-- Task brief --
Below are entries. Pull out all lines containing "ceiling".

Spatial localization data:

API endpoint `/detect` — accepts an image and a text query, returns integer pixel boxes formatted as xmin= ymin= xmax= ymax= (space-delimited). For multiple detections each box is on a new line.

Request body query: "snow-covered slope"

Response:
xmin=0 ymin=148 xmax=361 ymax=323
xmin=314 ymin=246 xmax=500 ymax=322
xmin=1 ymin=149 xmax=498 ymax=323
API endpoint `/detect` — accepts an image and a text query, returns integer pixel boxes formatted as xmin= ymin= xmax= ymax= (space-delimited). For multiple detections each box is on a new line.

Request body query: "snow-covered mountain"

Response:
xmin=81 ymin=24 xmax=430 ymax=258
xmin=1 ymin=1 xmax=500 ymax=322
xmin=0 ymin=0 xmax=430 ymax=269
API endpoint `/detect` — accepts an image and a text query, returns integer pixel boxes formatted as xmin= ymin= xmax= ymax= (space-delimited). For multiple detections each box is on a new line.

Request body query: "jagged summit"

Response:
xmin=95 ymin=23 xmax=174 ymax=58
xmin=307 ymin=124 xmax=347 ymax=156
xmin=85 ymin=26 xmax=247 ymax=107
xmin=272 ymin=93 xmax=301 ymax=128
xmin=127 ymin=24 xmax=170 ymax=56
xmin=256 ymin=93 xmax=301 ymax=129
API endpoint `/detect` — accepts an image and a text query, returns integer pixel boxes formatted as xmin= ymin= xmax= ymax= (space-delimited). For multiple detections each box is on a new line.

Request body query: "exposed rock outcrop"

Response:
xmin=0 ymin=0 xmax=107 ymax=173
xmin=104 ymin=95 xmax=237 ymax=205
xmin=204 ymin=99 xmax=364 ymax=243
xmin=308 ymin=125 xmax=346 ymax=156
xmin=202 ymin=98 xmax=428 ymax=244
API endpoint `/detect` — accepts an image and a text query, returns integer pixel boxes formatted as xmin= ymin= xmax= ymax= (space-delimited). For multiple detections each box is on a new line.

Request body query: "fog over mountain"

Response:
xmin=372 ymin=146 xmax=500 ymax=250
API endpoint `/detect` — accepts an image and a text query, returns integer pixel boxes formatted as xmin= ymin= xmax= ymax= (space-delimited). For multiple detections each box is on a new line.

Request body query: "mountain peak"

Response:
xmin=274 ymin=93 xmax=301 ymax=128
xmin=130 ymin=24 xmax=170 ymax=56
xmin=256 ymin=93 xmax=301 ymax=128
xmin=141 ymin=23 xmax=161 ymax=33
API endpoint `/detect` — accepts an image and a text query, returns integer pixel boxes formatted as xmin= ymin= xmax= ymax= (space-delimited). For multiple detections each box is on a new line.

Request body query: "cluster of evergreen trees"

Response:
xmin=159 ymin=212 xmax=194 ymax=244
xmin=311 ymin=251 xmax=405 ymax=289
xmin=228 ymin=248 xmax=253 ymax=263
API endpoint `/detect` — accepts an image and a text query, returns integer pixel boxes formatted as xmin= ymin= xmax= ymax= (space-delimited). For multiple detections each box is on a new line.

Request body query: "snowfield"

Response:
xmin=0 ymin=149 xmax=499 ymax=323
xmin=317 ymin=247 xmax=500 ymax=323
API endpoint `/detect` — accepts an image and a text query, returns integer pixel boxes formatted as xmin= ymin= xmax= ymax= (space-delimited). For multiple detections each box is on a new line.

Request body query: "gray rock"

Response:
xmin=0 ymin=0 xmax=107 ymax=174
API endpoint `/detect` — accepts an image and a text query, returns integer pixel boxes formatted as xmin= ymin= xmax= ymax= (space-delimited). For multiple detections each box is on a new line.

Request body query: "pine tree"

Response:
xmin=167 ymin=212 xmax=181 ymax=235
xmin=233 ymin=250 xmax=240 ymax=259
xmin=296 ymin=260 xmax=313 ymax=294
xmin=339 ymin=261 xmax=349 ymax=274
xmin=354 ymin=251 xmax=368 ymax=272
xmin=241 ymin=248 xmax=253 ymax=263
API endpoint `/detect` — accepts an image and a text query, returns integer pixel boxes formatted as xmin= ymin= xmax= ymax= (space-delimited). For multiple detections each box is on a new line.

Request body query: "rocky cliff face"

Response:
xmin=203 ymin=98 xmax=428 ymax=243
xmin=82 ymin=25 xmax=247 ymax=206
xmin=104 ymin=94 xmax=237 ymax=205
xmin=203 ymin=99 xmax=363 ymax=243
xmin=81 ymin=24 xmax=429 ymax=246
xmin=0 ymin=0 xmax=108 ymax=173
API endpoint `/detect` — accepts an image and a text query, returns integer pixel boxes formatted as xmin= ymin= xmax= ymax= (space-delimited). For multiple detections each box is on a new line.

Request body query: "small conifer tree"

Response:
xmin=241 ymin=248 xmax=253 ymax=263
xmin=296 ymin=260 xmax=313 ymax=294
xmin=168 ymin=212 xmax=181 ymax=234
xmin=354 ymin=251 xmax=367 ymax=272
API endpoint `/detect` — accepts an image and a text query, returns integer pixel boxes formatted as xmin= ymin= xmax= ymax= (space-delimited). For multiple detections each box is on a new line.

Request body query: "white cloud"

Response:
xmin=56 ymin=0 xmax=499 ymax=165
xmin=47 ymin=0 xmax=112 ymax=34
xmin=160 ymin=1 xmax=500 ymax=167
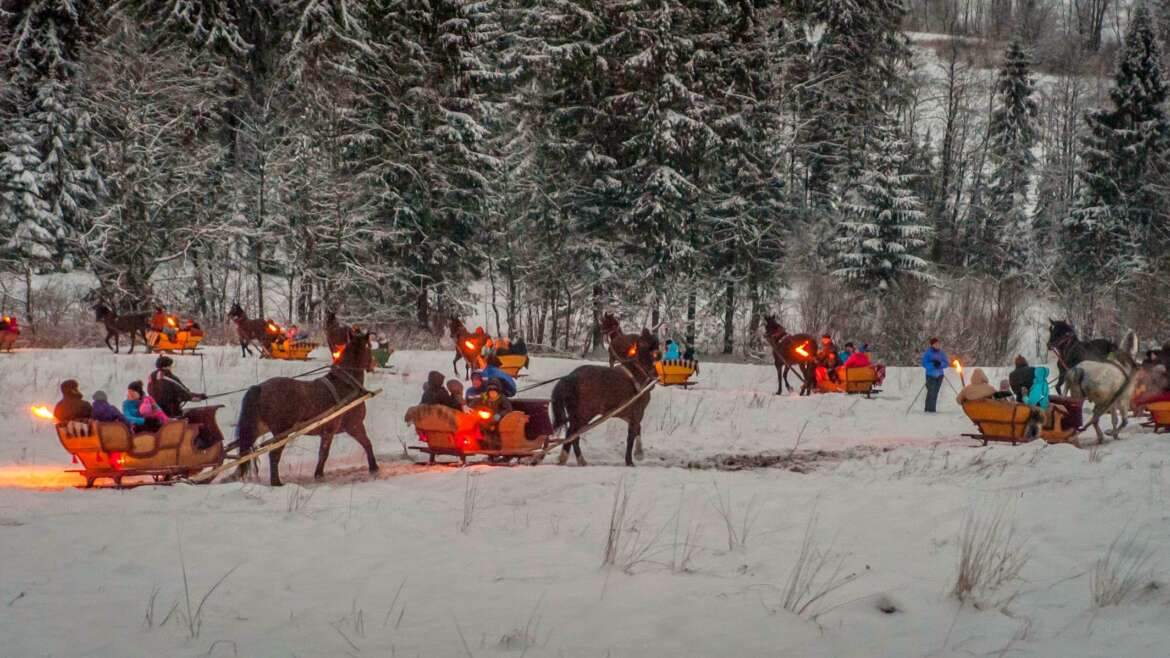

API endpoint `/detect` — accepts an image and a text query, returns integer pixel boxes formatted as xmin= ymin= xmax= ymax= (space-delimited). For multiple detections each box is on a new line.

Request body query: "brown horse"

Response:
xmin=601 ymin=312 xmax=639 ymax=366
xmin=324 ymin=311 xmax=353 ymax=352
xmin=228 ymin=303 xmax=278 ymax=357
xmin=763 ymin=316 xmax=816 ymax=395
xmin=448 ymin=318 xmax=488 ymax=378
xmin=551 ymin=328 xmax=659 ymax=466
xmin=234 ymin=330 xmax=378 ymax=486
xmin=93 ymin=304 xmax=151 ymax=354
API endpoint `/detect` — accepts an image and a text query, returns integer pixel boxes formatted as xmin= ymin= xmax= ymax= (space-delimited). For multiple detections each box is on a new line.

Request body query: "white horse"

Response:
xmin=1064 ymin=333 xmax=1139 ymax=444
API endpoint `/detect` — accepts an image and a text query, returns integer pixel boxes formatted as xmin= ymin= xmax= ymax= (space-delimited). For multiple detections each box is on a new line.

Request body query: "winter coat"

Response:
xmin=956 ymin=368 xmax=997 ymax=404
xmin=837 ymin=350 xmax=854 ymax=365
xmin=480 ymin=366 xmax=517 ymax=397
xmin=664 ymin=343 xmax=681 ymax=361
xmin=148 ymin=369 xmax=194 ymax=418
xmin=92 ymin=400 xmax=127 ymax=424
xmin=122 ymin=399 xmax=148 ymax=427
xmin=421 ymin=371 xmax=460 ymax=410
xmin=53 ymin=393 xmax=92 ymax=423
xmin=921 ymin=347 xmax=949 ymax=378
xmin=844 ymin=352 xmax=872 ymax=368
xmin=1026 ymin=367 xmax=1050 ymax=409
xmin=138 ymin=395 xmax=170 ymax=424
xmin=1009 ymin=364 xmax=1035 ymax=403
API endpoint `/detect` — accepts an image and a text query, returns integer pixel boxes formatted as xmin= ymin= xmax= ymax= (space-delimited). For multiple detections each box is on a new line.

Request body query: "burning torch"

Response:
xmin=953 ymin=359 xmax=965 ymax=386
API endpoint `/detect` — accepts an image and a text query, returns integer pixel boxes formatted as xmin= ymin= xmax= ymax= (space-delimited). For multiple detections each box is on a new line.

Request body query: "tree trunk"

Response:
xmin=590 ymin=284 xmax=603 ymax=353
xmin=416 ymin=279 xmax=429 ymax=328
xmin=686 ymin=290 xmax=697 ymax=348
xmin=722 ymin=282 xmax=735 ymax=354
xmin=748 ymin=273 xmax=763 ymax=352
xmin=24 ymin=267 xmax=33 ymax=334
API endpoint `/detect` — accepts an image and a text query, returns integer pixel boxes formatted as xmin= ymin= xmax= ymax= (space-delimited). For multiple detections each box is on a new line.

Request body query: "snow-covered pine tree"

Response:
xmin=981 ymin=39 xmax=1039 ymax=275
xmin=833 ymin=118 xmax=931 ymax=292
xmin=1 ymin=0 xmax=102 ymax=270
xmin=0 ymin=124 xmax=56 ymax=271
xmin=785 ymin=0 xmax=911 ymax=206
xmin=1062 ymin=3 xmax=1170 ymax=282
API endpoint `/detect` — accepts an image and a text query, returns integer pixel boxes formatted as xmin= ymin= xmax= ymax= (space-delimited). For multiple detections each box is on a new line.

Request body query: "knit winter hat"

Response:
xmin=92 ymin=390 xmax=108 ymax=403
xmin=61 ymin=379 xmax=80 ymax=395
xmin=155 ymin=355 xmax=174 ymax=369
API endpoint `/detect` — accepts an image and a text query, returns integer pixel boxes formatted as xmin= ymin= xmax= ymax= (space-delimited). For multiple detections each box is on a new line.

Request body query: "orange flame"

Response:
xmin=31 ymin=405 xmax=55 ymax=421
xmin=476 ymin=408 xmax=493 ymax=421
xmin=332 ymin=347 xmax=344 ymax=361
xmin=267 ymin=323 xmax=280 ymax=333
xmin=464 ymin=339 xmax=476 ymax=351
xmin=952 ymin=359 xmax=962 ymax=374
xmin=166 ymin=316 xmax=177 ymax=327
xmin=627 ymin=345 xmax=637 ymax=357
xmin=795 ymin=342 xmax=810 ymax=358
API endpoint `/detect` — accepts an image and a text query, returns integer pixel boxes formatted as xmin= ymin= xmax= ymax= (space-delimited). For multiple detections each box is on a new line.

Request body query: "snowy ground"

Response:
xmin=2 ymin=347 xmax=1168 ymax=657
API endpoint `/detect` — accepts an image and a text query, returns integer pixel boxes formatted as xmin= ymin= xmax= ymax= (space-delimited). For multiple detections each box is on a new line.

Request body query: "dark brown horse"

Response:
xmin=600 ymin=312 xmax=639 ymax=366
xmin=1047 ymin=320 xmax=1119 ymax=395
xmin=93 ymin=304 xmax=151 ymax=354
xmin=228 ymin=303 xmax=278 ymax=357
xmin=235 ymin=330 xmax=378 ymax=486
xmin=551 ymin=328 xmax=659 ymax=466
xmin=324 ymin=311 xmax=353 ymax=352
xmin=763 ymin=315 xmax=817 ymax=395
xmin=448 ymin=318 xmax=488 ymax=378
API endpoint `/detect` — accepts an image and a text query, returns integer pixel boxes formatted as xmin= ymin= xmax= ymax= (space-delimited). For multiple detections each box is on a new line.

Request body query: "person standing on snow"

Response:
xmin=921 ymin=337 xmax=949 ymax=413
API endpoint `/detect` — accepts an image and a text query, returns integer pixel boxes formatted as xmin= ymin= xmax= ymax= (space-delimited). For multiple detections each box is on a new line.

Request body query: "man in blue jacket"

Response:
xmin=921 ymin=337 xmax=948 ymax=413
xmin=480 ymin=355 xmax=517 ymax=397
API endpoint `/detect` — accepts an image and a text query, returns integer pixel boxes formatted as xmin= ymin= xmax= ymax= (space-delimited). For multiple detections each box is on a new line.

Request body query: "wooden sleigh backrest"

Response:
xmin=962 ymin=400 xmax=1032 ymax=439
xmin=1148 ymin=401 xmax=1170 ymax=425
xmin=842 ymin=366 xmax=878 ymax=393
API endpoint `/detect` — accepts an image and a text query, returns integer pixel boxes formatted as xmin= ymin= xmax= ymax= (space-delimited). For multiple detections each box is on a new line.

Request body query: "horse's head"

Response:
xmin=634 ymin=327 xmax=660 ymax=368
xmin=763 ymin=315 xmax=785 ymax=339
xmin=1047 ymin=320 xmax=1075 ymax=349
xmin=601 ymin=312 xmax=621 ymax=338
xmin=335 ymin=330 xmax=375 ymax=374
xmin=228 ymin=303 xmax=245 ymax=322
xmin=93 ymin=304 xmax=111 ymax=322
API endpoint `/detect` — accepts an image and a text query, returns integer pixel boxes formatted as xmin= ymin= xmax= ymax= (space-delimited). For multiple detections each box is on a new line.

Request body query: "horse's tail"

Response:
xmin=551 ymin=377 xmax=575 ymax=434
xmin=1118 ymin=331 xmax=1139 ymax=369
xmin=236 ymin=385 xmax=263 ymax=456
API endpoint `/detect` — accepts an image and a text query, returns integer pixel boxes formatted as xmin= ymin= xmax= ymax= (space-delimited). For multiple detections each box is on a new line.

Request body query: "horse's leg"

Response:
xmin=105 ymin=331 xmax=115 ymax=353
xmin=776 ymin=363 xmax=786 ymax=395
xmin=453 ymin=352 xmax=460 ymax=377
xmin=624 ymin=420 xmax=642 ymax=467
xmin=268 ymin=445 xmax=285 ymax=486
xmin=558 ymin=420 xmax=582 ymax=466
xmin=572 ymin=434 xmax=587 ymax=467
xmin=1090 ymin=411 xmax=1105 ymax=445
xmin=314 ymin=433 xmax=334 ymax=480
xmin=1055 ymin=364 xmax=1066 ymax=396
xmin=347 ymin=422 xmax=379 ymax=473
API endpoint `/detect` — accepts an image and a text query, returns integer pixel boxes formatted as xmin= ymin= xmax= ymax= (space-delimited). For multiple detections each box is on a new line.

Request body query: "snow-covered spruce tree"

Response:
xmin=833 ymin=119 xmax=931 ymax=293
xmin=784 ymin=0 xmax=911 ymax=206
xmin=979 ymin=39 xmax=1039 ymax=275
xmin=0 ymin=124 xmax=56 ymax=272
xmin=1062 ymin=3 xmax=1170 ymax=283
xmin=1 ymin=0 xmax=102 ymax=270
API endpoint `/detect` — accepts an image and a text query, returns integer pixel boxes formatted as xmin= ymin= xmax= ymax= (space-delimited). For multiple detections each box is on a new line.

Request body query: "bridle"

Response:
xmin=615 ymin=348 xmax=656 ymax=386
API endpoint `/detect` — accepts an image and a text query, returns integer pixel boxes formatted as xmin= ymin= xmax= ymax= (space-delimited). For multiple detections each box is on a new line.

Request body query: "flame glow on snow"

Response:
xmin=0 ymin=465 xmax=83 ymax=490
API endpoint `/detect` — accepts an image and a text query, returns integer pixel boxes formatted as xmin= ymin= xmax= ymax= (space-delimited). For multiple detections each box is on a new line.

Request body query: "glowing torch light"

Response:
xmin=167 ymin=316 xmax=178 ymax=328
xmin=627 ymin=345 xmax=638 ymax=357
xmin=332 ymin=347 xmax=344 ymax=361
xmin=31 ymin=405 xmax=55 ymax=421
xmin=464 ymin=339 xmax=476 ymax=351
xmin=476 ymin=408 xmax=494 ymax=421
xmin=267 ymin=323 xmax=280 ymax=333
xmin=795 ymin=342 xmax=811 ymax=359
xmin=953 ymin=359 xmax=965 ymax=386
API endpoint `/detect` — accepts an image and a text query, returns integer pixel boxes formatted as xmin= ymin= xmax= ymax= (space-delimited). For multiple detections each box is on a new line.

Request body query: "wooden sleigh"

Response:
xmin=496 ymin=353 xmax=529 ymax=378
xmin=147 ymin=329 xmax=204 ymax=354
xmin=815 ymin=366 xmax=882 ymax=397
xmin=54 ymin=406 xmax=226 ymax=488
xmin=406 ymin=399 xmax=553 ymax=465
xmin=267 ymin=339 xmax=318 ymax=360
xmin=1142 ymin=401 xmax=1170 ymax=433
xmin=961 ymin=399 xmax=1078 ymax=446
xmin=655 ymin=359 xmax=698 ymax=388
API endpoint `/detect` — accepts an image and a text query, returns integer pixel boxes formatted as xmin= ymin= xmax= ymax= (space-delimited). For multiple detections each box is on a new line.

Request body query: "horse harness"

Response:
xmin=320 ymin=365 xmax=369 ymax=405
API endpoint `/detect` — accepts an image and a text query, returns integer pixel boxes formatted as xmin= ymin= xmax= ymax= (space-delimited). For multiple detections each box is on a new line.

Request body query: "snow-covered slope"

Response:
xmin=1 ymin=348 xmax=1167 ymax=657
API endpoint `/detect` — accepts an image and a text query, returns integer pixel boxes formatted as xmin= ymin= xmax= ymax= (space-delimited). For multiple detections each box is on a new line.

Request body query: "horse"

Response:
xmin=228 ymin=303 xmax=277 ymax=357
xmin=448 ymin=318 xmax=488 ymax=378
xmin=600 ymin=312 xmax=639 ymax=366
xmin=1064 ymin=332 xmax=1139 ymax=444
xmin=763 ymin=316 xmax=817 ymax=395
xmin=234 ymin=330 xmax=378 ymax=486
xmin=1047 ymin=320 xmax=1118 ymax=395
xmin=93 ymin=304 xmax=151 ymax=354
xmin=325 ymin=311 xmax=353 ymax=352
xmin=550 ymin=328 xmax=659 ymax=467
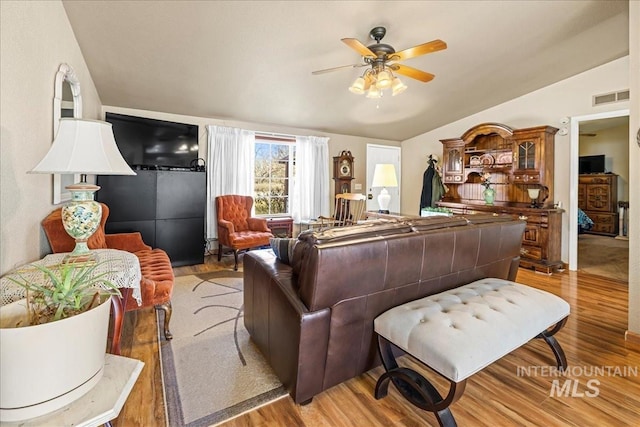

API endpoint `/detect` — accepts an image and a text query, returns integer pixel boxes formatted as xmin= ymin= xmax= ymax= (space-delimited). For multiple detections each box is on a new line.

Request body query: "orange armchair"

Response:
xmin=215 ymin=195 xmax=273 ymax=270
xmin=41 ymin=203 xmax=174 ymax=354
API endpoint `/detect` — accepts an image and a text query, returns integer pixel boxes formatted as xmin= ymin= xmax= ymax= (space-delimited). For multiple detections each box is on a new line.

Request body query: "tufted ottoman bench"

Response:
xmin=374 ymin=278 xmax=570 ymax=426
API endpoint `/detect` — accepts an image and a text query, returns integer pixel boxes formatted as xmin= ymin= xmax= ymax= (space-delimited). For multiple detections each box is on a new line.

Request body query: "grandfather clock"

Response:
xmin=333 ymin=150 xmax=354 ymax=194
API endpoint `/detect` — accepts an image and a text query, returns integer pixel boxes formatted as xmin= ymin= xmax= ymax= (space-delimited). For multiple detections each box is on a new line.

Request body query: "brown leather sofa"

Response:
xmin=243 ymin=215 xmax=526 ymax=404
xmin=42 ymin=203 xmax=174 ymax=355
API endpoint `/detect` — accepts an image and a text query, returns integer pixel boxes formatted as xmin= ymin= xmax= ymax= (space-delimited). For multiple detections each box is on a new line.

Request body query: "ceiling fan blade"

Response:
xmin=341 ymin=38 xmax=376 ymax=57
xmin=392 ymin=64 xmax=435 ymax=82
xmin=391 ymin=39 xmax=447 ymax=61
xmin=312 ymin=63 xmax=366 ymax=75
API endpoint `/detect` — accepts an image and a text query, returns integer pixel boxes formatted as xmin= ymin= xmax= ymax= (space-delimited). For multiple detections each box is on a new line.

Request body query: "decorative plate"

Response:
xmin=469 ymin=155 xmax=482 ymax=166
xmin=496 ymin=152 xmax=513 ymax=165
xmin=479 ymin=153 xmax=494 ymax=166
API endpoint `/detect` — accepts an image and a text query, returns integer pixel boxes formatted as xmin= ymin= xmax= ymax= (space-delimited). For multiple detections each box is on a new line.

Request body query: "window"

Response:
xmin=254 ymin=137 xmax=295 ymax=216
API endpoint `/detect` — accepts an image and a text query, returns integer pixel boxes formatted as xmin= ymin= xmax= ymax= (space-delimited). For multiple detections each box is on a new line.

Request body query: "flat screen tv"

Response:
xmin=106 ymin=112 xmax=199 ymax=170
xmin=579 ymin=155 xmax=605 ymax=174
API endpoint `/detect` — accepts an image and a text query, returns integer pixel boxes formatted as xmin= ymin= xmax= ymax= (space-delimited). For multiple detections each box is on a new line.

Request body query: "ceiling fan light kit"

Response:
xmin=366 ymin=84 xmax=382 ymax=99
xmin=391 ymin=76 xmax=407 ymax=96
xmin=315 ymin=26 xmax=446 ymax=99
xmin=348 ymin=76 xmax=366 ymax=94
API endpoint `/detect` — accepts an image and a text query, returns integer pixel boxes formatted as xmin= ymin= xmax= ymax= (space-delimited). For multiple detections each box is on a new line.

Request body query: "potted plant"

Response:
xmin=0 ymin=261 xmax=120 ymax=422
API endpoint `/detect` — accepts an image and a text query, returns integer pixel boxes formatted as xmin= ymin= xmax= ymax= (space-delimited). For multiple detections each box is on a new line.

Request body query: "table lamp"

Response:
xmin=30 ymin=118 xmax=135 ymax=262
xmin=528 ymin=187 xmax=541 ymax=208
xmin=372 ymin=164 xmax=398 ymax=214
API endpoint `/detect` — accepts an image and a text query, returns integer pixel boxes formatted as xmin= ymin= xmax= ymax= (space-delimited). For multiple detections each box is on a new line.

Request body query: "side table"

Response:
xmin=365 ymin=211 xmax=421 ymax=221
xmin=0 ymin=354 xmax=144 ymax=427
xmin=298 ymin=219 xmax=323 ymax=232
xmin=266 ymin=217 xmax=293 ymax=237
xmin=0 ymin=249 xmax=142 ymax=354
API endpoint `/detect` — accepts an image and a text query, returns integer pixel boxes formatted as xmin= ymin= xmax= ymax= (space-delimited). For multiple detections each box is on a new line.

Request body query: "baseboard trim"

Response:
xmin=625 ymin=330 xmax=640 ymax=347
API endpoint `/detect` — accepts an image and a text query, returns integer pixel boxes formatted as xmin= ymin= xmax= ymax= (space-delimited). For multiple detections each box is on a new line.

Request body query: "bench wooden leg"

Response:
xmin=536 ymin=317 xmax=568 ymax=370
xmin=375 ymin=335 xmax=465 ymax=427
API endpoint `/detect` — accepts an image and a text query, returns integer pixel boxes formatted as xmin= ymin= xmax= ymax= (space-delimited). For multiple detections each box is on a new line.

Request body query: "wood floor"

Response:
xmin=115 ymin=254 xmax=640 ymax=427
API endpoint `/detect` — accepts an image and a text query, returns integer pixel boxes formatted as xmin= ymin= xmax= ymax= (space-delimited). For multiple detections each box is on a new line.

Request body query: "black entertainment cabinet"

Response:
xmin=97 ymin=170 xmax=206 ymax=267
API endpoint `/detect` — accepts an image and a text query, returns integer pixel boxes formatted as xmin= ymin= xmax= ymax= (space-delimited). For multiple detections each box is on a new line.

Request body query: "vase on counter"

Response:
xmin=483 ymin=187 xmax=495 ymax=206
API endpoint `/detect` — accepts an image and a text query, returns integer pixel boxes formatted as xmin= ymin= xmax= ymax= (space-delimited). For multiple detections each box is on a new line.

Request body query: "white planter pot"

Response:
xmin=0 ymin=296 xmax=111 ymax=422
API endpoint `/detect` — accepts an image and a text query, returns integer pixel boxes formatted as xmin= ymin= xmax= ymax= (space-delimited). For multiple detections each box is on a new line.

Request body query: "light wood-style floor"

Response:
xmin=115 ymin=254 xmax=640 ymax=427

-- Exercise output --
Request body query: "ceiling fan blade"
Request body query: "ceiling fan light kit"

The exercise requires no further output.